Dynamic Bayesian networks extend standard Bayesian networks with the concept of time. This allows us to model time series or sequences. In fact they can model complex multivariate time series, which means we can model the relationships between multiple time series in the same model, and also different regimes of behavior, since time series often behave differently in different contexts.

If you are not familiar with standard Bayesian networks we recommend you first read our Bayesian network article.

We will use the terms Dynamic Bayesian network (DBN), temporal Bayesian network, time series network interchangeably.

Note that the term Dynamic means we are dealing with time, not that the model necessarily changes dynamically.

Some important features of Dynamic Bayesian networks in Bayes Server are listed below.

- Support multivariate time series (i.e. not restricted to a single time series/sequence)
- Support for time series and sequences, or both in the same model.
- Anomaly detection support
- Complex temporal queries such as P(A, B[t=8], B[t=9], C[t=8] | D, E[t=4])
- Most probable sequence
- Prediction, filtering, smoothing
- Latent temporal variables (discrete and continuous)
- Mix temporal and non temporal variables in the same model
- Parameter learning of temporal models
- Structural learning of temporal models
- Log likelihood - useful for time series anomaly detection

Figure 1 shows a simple dynamic Bayesian network predicting a multivariate time series into the future.

Figure 1 - a simple bivariate dynamic Bayesian network

In general time series modelling the terms Auto, cross & partial correlation are often used.

**Auto correlation**- correlation between a variable at different times (lags)**Cross correlation**- correlation between different time series**Partial correlation**- correlation between the same or a different time series with the effect of lower order correlations removed.
+ + + + +
## WHAT TO WORK ON
Rewrite the dynamic Bayesian networks text from "Figure 1 shows" up to and including "are often used.", replacing "predicting" with "forecasting".
+ + + + +
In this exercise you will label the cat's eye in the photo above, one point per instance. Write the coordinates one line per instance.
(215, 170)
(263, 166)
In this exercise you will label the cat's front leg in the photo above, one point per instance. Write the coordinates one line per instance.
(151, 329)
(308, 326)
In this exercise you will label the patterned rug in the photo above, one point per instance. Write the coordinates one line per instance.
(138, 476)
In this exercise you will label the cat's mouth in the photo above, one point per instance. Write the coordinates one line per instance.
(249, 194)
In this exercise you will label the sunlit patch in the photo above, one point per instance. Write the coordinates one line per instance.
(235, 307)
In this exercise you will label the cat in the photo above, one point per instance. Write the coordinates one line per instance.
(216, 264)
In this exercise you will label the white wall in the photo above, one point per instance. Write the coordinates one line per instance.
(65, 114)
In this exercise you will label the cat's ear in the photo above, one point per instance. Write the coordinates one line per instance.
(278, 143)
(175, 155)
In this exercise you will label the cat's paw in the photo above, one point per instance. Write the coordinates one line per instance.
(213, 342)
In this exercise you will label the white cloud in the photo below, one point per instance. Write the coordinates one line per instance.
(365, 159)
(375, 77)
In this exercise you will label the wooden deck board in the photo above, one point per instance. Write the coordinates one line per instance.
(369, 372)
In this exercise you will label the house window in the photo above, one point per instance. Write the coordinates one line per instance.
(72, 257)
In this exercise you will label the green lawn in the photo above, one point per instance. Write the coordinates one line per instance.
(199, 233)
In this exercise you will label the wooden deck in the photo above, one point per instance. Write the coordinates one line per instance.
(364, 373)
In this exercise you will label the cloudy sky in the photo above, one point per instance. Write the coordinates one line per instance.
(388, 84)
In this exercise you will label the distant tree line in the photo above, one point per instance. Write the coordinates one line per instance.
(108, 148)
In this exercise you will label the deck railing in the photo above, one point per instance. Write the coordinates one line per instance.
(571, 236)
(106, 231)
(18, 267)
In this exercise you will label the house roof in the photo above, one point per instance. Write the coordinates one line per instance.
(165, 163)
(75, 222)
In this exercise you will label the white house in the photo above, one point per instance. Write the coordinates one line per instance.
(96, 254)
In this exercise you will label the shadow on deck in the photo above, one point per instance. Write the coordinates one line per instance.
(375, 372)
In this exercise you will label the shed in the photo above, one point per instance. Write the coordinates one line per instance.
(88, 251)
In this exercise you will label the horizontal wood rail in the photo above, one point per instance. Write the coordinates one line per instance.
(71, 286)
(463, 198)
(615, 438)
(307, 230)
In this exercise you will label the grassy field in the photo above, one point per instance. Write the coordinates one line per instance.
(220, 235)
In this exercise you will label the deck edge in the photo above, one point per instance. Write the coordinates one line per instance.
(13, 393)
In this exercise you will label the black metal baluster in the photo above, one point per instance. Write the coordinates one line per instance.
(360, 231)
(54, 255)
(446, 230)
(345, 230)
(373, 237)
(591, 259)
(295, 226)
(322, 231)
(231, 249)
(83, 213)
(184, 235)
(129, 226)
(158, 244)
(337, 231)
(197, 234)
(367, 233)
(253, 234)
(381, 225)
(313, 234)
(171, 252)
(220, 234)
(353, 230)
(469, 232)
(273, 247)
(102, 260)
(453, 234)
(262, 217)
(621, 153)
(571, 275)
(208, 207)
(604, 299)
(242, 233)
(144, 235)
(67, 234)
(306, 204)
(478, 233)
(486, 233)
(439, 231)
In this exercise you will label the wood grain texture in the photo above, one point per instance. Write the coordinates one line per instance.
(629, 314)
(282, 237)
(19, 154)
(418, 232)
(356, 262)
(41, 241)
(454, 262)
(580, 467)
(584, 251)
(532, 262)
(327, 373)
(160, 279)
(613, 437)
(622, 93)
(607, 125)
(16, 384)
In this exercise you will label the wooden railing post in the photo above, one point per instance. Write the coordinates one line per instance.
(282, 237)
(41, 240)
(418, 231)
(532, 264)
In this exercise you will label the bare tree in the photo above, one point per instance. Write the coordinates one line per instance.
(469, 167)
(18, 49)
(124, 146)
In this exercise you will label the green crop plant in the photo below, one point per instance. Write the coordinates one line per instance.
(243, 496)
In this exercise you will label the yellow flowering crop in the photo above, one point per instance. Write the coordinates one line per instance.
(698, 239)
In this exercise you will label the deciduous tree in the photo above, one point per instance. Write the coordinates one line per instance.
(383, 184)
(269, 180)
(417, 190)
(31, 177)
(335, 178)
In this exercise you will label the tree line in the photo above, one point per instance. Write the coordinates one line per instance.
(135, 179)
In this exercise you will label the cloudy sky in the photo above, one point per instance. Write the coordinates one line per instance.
+ + + + +
## EXPECTED ANSWER
Figure 1 shows a simple dynamic Bayesian network forecasting a multivariate time series into the future.

Figure 1 - a simple bivariate dynamic Bayesian network

In general time series modelling the terms Auto, cross & partial correlation are often used.